* RECORDS SHOWN
---

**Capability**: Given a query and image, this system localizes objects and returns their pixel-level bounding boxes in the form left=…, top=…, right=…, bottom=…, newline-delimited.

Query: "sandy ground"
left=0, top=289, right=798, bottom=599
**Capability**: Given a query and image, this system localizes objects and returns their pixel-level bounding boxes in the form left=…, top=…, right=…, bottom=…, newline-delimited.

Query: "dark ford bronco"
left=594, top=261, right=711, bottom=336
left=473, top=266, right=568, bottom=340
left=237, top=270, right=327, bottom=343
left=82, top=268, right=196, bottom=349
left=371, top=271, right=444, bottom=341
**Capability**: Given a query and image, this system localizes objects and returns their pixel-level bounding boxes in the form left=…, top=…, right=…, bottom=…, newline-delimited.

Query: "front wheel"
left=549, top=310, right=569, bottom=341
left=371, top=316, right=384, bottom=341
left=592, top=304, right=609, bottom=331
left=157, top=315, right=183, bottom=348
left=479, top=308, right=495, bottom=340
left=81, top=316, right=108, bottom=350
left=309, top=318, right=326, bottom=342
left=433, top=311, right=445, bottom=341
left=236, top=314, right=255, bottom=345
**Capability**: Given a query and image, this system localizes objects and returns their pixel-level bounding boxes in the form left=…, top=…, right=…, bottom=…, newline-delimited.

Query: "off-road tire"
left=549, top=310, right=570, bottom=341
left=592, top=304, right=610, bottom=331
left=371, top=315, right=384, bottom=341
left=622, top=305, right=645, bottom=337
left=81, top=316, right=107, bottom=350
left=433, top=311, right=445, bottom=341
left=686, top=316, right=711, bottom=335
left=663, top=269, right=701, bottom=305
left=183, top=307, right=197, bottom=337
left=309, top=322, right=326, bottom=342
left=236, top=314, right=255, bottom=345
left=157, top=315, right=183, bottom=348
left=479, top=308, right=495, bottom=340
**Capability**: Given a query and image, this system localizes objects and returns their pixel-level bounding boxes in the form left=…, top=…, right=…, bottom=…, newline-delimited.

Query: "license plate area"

---

* EXERCISE GOAL
Write out the records once more, precisely as they stand.

* WRITTEN SOLUTION
**Capability**: Given a query and image, this system localizes objects and returns their pixel-level bounding boxes in the form left=…, top=…, right=…, bottom=…, newline-delimited.

Query: "sandy ground"
left=0, top=289, right=798, bottom=599
**Capability**: Given a query and image, this system localizes objects and returns their pixel-level bounding boxes in the form left=…, top=…, right=…, bottom=…, newline-delimited.

Query: "dark ford bronco"
left=594, top=261, right=711, bottom=336
left=473, top=266, right=568, bottom=340
left=237, top=270, right=327, bottom=343
left=82, top=268, right=196, bottom=349
left=371, top=271, right=444, bottom=341
**Capability**: Given a query and image, this system localizes objects and returns their pixel-level bounding boxes in the form left=…, top=…, right=…, bottom=…, newline-delimited.

Query: "front wheel"
left=549, top=310, right=569, bottom=341
left=371, top=316, right=384, bottom=341
left=592, top=304, right=609, bottom=331
left=157, top=315, right=183, bottom=348
left=479, top=308, right=495, bottom=340
left=81, top=316, right=108, bottom=350
left=309, top=318, right=326, bottom=342
left=433, top=311, right=445, bottom=341
left=236, top=314, right=255, bottom=345
**Capability**: Given a query and image, this system localizes objects and returns their pixel-level bounding boxes in the form left=…, top=…, right=…, bottom=…, newline-delimited.

Query: "off-road tire"
left=549, top=310, right=570, bottom=341
left=592, top=304, right=610, bottom=331
left=371, top=315, right=384, bottom=341
left=622, top=305, right=645, bottom=337
left=81, top=316, right=107, bottom=350
left=433, top=311, right=445, bottom=341
left=686, top=316, right=711, bottom=335
left=663, top=269, right=701, bottom=305
left=183, top=307, right=197, bottom=337
left=309, top=322, right=326, bottom=342
left=236, top=314, right=255, bottom=345
left=157, top=315, right=183, bottom=348
left=479, top=308, right=495, bottom=340
**Capability**: Given a query and image, this system localizes objects and returns their pixel-level bounding boxes in the form left=…, top=…, right=…, bottom=…, newline-delimited.

Query: "license plate area"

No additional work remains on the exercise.